> [Task brief]:
Copy the records from the beginning through the line containing "x=446, y=109", keeping the requests unchanged. In the answers, multiply every coordinate by 1.45 and round to a whole number, rounding halves up.

=== Stored data ===

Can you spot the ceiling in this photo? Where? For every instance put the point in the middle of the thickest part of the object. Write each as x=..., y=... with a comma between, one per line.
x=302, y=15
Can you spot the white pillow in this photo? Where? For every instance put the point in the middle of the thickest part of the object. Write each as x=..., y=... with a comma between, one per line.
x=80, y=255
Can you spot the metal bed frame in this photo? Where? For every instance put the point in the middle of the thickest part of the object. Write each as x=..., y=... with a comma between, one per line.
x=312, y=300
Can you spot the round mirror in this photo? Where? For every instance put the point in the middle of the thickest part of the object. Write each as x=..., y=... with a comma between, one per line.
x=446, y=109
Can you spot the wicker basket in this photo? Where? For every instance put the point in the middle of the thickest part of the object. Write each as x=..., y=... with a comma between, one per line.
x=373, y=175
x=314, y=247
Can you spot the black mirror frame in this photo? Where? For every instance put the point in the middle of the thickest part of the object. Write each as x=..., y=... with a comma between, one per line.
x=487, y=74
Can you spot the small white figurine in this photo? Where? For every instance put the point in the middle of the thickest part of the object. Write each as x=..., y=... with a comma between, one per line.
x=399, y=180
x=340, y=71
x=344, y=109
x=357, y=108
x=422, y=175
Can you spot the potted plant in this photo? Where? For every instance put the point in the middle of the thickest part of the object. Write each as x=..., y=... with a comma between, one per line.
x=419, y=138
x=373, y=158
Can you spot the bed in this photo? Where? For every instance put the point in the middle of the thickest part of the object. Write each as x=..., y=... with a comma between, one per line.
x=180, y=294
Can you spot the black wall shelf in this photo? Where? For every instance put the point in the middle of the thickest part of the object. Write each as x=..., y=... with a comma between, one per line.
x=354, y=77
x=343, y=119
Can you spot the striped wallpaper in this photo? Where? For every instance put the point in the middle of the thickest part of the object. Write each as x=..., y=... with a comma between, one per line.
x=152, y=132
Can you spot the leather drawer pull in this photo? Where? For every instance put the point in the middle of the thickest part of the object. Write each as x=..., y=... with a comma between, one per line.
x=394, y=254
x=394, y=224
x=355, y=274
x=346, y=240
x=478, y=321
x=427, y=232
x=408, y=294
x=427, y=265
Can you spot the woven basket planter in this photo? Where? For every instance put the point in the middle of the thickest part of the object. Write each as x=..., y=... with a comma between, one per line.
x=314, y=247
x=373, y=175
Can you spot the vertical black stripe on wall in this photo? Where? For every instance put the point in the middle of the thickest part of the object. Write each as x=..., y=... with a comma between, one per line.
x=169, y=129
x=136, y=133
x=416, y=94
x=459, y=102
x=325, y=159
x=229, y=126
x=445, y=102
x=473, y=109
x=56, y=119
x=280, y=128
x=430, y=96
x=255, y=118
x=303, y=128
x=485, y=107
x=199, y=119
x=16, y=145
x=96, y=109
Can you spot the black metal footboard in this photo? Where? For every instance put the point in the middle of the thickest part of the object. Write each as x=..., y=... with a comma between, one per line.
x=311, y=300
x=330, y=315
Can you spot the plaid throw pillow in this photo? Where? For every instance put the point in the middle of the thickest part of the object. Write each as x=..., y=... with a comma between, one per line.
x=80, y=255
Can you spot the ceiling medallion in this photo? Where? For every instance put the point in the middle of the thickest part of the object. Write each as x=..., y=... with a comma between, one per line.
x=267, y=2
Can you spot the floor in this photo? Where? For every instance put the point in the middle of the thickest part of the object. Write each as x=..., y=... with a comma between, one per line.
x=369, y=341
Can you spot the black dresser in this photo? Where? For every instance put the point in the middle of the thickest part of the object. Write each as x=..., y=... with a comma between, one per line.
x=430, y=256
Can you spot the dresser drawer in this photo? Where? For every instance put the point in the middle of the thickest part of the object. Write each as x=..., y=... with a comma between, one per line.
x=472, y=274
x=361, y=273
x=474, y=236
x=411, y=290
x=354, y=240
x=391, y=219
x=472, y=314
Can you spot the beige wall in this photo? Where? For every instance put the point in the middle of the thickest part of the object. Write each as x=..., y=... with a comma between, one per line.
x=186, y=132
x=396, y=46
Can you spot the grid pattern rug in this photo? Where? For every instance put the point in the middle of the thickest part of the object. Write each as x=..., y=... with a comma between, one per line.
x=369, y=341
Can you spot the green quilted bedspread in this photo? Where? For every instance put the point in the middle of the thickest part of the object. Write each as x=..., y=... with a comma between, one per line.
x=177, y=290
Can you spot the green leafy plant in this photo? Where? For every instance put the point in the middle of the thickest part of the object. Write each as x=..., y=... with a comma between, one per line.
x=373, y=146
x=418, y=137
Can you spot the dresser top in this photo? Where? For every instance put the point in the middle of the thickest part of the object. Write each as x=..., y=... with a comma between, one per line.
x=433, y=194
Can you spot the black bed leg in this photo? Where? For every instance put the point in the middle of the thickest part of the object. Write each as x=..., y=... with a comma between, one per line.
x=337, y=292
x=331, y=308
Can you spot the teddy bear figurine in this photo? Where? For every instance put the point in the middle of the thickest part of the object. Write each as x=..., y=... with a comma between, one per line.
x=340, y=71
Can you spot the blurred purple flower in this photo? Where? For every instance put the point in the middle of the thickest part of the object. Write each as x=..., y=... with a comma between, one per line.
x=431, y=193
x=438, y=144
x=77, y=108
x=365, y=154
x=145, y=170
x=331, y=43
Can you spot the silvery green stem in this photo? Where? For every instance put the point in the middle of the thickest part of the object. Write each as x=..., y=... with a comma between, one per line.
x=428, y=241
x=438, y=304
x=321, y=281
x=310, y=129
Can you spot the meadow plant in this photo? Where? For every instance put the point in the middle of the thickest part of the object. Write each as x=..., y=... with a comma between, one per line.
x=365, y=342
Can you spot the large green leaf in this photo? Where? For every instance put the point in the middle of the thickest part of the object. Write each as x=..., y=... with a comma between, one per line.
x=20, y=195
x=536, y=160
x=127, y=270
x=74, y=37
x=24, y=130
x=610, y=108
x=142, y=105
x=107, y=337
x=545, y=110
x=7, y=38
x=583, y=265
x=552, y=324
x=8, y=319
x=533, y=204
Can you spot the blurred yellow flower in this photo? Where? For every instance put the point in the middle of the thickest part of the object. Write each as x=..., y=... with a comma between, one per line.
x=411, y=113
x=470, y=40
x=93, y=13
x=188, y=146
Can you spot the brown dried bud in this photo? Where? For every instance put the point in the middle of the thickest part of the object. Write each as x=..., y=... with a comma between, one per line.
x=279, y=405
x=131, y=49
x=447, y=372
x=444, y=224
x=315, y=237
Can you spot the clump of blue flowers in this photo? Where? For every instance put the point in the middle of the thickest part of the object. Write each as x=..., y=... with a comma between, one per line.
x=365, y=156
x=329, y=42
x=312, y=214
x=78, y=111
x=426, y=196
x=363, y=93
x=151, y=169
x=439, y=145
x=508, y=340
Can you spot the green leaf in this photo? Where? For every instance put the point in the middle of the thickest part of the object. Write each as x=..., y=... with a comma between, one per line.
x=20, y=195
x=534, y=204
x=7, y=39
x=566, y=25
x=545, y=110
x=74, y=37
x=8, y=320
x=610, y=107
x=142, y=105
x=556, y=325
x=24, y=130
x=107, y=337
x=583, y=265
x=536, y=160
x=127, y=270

===

> [Exercise answer]:
Can you spot the ceiling in this photo? Where? For every instance put the point in the middle of the thickest part of the object. Write each as x=..., y=... with a comma between, one per line.
x=438, y=22
Can you spot the white pillow in this photo? Where? For every instance put the point in the middle of the thickest part of the object. Write each as x=..., y=... with a comma between, one per line.
x=116, y=370
Can you spot the metal bed frame in this photo? Where? For every instance put the point in the middle of the thickest part of the object. Write each as x=..., y=... with a comma between, one per line.
x=452, y=435
Can you spot the round mirror in this photo? Where? For every instance put the point in the middle of the thickest part of the object. Write each as x=..., y=... with a comma between, one per line.
x=647, y=158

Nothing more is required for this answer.